**EXERCISE BRIEF**
Return every line of the entries below that contains the word "water", with case counting.

**LISTED ENTRIES**
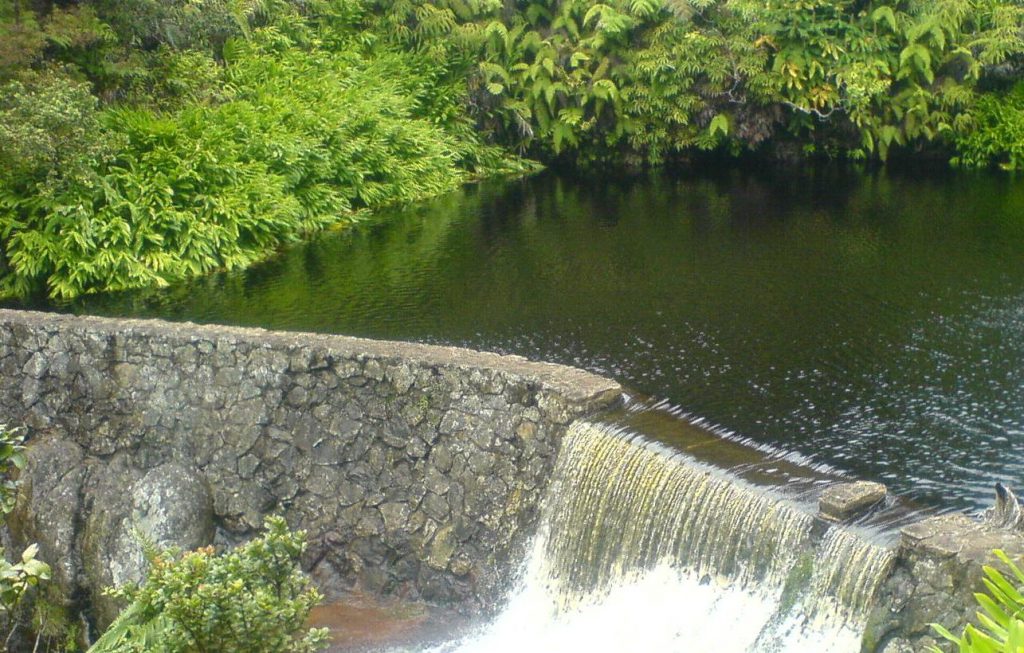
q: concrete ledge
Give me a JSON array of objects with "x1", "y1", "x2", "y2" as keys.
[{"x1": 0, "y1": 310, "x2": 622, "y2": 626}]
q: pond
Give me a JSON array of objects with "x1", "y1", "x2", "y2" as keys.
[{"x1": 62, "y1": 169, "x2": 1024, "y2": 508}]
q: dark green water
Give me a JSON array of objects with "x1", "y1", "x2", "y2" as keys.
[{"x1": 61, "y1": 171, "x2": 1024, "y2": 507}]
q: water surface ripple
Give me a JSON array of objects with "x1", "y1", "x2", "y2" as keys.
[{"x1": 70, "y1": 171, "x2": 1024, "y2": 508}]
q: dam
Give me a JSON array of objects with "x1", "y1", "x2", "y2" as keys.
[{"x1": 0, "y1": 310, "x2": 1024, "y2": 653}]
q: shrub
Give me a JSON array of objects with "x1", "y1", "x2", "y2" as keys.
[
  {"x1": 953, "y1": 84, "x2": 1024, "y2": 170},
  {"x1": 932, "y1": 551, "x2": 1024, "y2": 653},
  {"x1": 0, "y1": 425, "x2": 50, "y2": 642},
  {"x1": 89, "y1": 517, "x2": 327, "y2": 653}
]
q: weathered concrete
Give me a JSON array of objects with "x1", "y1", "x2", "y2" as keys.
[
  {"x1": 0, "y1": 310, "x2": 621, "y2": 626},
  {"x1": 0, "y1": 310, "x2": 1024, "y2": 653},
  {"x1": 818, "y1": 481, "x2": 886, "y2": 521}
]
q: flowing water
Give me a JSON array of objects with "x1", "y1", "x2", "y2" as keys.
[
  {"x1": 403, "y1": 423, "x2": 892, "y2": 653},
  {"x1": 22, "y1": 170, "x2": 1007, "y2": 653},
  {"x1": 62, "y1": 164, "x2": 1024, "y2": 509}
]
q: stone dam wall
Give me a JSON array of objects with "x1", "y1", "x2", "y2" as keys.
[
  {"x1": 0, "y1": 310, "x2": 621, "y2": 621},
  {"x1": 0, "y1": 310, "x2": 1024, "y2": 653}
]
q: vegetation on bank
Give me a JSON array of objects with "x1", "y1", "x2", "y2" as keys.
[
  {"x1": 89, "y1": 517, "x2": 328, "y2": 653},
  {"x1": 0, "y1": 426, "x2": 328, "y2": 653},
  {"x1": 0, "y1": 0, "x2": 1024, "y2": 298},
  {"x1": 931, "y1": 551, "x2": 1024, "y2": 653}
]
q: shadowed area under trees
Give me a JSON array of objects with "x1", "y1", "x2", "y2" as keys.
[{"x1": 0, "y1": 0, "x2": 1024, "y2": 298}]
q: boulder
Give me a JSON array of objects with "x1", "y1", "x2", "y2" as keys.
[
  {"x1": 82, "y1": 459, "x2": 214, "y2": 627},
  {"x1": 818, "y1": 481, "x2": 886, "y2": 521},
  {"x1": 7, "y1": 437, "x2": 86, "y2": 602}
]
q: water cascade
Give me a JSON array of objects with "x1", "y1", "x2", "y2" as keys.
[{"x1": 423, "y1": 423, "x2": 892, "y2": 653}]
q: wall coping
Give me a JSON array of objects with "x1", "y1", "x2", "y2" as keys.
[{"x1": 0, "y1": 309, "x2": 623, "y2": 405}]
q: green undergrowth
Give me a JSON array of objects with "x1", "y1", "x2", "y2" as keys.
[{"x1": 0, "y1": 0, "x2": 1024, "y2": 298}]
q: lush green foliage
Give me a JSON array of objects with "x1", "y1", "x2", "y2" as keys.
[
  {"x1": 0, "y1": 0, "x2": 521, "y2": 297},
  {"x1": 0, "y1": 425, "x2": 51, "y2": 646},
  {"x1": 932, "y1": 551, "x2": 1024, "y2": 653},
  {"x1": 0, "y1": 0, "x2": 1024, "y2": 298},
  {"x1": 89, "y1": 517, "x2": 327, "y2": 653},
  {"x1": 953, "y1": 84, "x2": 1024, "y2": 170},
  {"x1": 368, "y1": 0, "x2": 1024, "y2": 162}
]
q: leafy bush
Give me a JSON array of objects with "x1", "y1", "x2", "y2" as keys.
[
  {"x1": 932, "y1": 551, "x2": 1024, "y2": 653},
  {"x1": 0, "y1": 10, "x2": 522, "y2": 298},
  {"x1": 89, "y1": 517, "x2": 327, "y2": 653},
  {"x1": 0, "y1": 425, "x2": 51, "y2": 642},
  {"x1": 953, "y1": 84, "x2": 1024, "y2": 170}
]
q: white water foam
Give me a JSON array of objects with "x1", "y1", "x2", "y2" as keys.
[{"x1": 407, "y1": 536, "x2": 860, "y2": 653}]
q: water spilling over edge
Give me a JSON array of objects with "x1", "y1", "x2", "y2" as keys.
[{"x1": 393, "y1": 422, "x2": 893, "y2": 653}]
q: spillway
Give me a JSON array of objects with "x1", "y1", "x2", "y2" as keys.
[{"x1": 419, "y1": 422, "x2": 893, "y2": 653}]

==

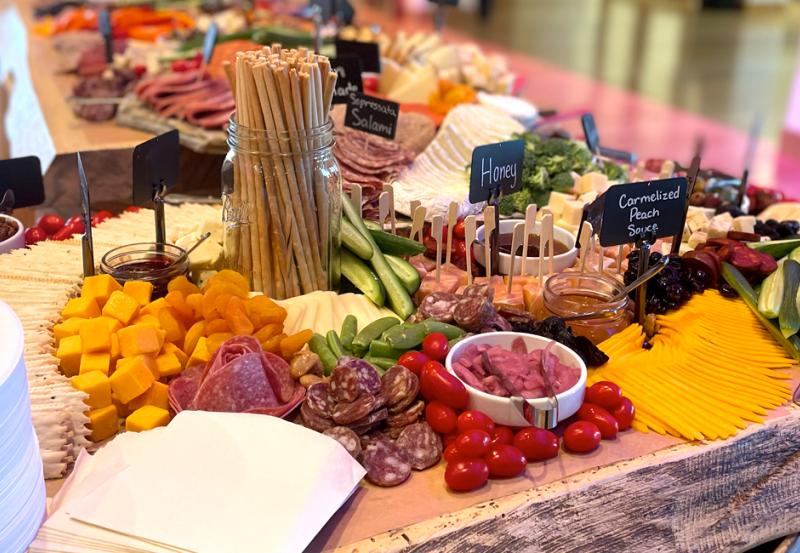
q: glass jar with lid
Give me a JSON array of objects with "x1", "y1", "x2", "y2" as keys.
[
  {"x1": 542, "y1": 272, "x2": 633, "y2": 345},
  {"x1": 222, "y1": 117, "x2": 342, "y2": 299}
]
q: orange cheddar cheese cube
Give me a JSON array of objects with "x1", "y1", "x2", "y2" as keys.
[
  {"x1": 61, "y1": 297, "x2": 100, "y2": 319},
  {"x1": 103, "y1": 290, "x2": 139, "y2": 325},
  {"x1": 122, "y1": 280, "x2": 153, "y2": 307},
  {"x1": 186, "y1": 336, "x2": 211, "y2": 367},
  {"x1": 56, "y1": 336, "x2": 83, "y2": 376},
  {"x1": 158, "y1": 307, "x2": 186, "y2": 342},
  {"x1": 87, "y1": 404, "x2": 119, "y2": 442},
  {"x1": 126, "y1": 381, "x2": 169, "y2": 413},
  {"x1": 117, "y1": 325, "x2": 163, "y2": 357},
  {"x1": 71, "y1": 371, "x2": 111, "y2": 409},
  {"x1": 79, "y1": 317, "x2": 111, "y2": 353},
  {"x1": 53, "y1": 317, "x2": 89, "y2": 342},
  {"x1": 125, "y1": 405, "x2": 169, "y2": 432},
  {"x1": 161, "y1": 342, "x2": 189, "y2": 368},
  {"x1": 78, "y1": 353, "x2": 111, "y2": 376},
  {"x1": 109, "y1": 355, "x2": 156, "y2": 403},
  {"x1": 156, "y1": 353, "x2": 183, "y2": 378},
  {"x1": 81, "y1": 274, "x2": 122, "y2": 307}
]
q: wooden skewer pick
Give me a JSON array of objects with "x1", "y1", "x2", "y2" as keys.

* * *

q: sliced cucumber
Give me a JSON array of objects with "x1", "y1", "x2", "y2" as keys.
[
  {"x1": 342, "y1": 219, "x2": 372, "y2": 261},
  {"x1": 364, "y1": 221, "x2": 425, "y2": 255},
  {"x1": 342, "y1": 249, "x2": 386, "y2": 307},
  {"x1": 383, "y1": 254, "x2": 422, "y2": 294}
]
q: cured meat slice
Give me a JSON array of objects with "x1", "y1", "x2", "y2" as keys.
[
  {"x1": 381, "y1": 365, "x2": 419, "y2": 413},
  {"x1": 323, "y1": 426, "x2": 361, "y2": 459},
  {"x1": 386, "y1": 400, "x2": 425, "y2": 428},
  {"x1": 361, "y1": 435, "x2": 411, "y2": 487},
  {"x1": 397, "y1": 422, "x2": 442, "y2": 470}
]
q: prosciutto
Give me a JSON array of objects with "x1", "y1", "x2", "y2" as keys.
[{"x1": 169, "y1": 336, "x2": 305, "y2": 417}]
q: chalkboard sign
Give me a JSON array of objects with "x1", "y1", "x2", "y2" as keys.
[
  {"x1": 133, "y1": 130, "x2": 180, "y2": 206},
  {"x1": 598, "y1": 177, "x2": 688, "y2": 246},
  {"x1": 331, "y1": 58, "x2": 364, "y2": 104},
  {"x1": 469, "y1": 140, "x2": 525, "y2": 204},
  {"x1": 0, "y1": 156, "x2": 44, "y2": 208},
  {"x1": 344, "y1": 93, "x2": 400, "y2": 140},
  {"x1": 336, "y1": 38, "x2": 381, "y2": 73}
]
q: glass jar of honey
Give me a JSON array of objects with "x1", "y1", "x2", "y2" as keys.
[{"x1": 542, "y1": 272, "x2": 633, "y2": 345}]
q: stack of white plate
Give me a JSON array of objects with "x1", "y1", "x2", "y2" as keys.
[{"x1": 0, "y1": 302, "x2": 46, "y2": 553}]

**RESPONSE TO THIS TASK**
q: dark green water
q: water surface ripple
q: flowing water
q: water cascade
q: white water foam
q: water spilling over edge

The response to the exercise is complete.